Count the lines in the records below that contain the string "building", and give only that number.

* START Input for this task *

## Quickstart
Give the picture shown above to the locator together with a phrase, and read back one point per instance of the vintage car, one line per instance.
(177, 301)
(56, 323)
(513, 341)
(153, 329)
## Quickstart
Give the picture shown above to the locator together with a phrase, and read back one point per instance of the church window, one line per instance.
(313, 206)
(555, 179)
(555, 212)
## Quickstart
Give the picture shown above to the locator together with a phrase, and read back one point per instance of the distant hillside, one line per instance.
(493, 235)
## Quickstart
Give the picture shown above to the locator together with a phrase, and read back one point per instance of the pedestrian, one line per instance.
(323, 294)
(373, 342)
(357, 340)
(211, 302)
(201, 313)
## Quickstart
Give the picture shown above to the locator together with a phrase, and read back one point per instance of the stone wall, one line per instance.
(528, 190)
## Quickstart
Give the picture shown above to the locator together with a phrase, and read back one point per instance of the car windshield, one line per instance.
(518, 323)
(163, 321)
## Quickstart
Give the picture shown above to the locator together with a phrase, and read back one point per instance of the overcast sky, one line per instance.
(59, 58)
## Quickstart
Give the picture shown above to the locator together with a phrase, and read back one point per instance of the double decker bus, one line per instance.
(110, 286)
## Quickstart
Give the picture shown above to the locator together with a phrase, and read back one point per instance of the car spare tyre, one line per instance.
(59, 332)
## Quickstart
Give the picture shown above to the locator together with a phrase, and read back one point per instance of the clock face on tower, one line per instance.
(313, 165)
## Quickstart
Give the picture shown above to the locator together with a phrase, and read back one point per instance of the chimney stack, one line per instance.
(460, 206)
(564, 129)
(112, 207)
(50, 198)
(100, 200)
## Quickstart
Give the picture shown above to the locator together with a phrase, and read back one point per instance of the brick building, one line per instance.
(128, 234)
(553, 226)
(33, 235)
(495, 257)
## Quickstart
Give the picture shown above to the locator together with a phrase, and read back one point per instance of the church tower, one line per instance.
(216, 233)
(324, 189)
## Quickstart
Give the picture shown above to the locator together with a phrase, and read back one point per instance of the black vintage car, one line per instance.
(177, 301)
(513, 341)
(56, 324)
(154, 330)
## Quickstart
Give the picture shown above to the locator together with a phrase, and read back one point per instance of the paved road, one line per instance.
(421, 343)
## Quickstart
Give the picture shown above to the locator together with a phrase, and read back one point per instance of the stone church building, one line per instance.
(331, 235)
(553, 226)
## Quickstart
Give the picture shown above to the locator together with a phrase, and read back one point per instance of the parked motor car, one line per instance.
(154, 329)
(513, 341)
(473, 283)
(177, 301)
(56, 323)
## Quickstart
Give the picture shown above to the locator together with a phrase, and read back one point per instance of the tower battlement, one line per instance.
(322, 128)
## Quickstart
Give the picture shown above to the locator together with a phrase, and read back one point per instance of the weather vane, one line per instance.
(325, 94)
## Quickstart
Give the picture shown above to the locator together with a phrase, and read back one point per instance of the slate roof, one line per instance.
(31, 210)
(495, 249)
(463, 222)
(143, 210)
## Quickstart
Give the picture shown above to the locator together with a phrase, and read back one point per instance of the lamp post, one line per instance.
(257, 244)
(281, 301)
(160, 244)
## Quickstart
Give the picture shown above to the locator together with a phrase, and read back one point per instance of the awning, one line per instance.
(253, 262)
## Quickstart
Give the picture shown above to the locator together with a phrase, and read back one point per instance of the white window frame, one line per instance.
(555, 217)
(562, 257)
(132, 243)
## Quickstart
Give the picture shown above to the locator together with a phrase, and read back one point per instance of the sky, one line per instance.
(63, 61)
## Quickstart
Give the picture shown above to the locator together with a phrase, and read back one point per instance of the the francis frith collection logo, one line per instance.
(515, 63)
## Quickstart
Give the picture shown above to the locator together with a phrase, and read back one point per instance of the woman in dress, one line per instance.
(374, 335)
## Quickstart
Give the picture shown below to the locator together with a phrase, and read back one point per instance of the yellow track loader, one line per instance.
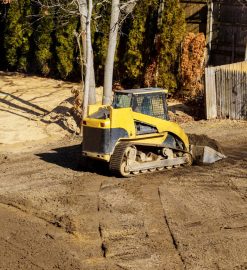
(134, 135)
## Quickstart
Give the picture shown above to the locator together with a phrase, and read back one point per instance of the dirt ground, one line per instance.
(55, 216)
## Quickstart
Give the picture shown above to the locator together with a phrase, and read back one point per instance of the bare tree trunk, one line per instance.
(108, 73)
(88, 58)
(83, 15)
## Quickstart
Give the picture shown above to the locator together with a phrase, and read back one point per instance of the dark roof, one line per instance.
(142, 90)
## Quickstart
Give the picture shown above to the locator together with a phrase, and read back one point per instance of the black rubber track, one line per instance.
(117, 158)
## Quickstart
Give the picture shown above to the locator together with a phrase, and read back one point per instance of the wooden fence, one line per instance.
(226, 91)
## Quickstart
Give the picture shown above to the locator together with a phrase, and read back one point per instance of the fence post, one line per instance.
(210, 93)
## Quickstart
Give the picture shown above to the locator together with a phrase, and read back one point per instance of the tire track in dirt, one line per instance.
(207, 218)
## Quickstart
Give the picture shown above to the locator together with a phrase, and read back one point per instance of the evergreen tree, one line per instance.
(100, 33)
(65, 47)
(43, 41)
(26, 34)
(13, 35)
(171, 29)
(3, 14)
(140, 40)
(17, 35)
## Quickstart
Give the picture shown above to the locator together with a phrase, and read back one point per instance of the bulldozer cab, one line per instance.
(149, 101)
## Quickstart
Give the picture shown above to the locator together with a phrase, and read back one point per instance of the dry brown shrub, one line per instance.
(192, 64)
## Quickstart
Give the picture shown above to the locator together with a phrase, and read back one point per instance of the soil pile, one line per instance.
(204, 140)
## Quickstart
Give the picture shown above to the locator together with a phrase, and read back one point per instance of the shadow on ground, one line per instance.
(70, 157)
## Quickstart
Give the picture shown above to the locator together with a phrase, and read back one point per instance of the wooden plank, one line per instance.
(210, 93)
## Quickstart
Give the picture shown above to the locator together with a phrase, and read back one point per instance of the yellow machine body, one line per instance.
(119, 125)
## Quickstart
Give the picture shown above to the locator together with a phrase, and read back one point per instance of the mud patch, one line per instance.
(204, 140)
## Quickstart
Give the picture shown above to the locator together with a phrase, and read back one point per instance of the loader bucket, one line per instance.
(205, 154)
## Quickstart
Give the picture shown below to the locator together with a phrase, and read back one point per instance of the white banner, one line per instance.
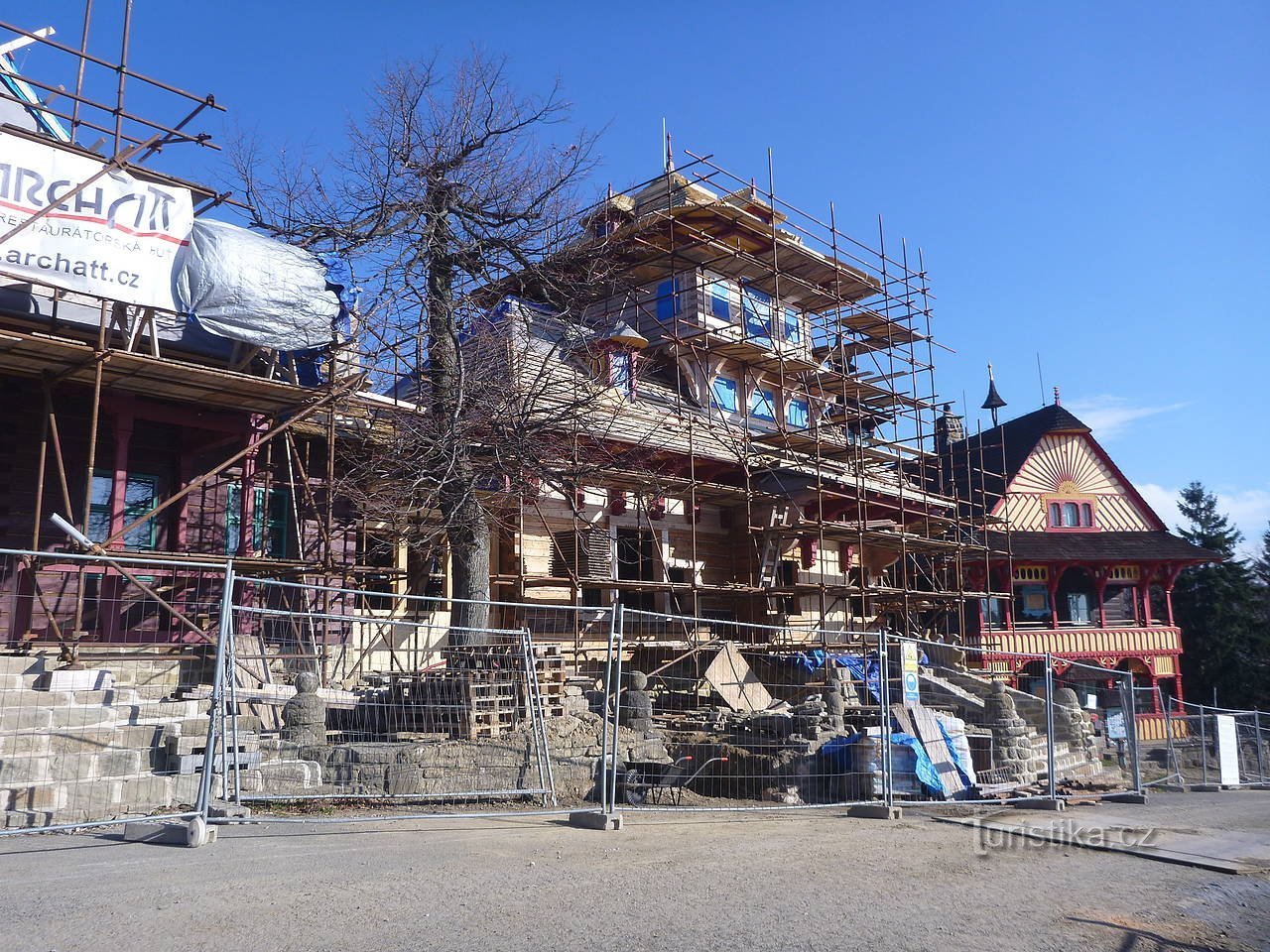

* END Input for this task *

In response: 2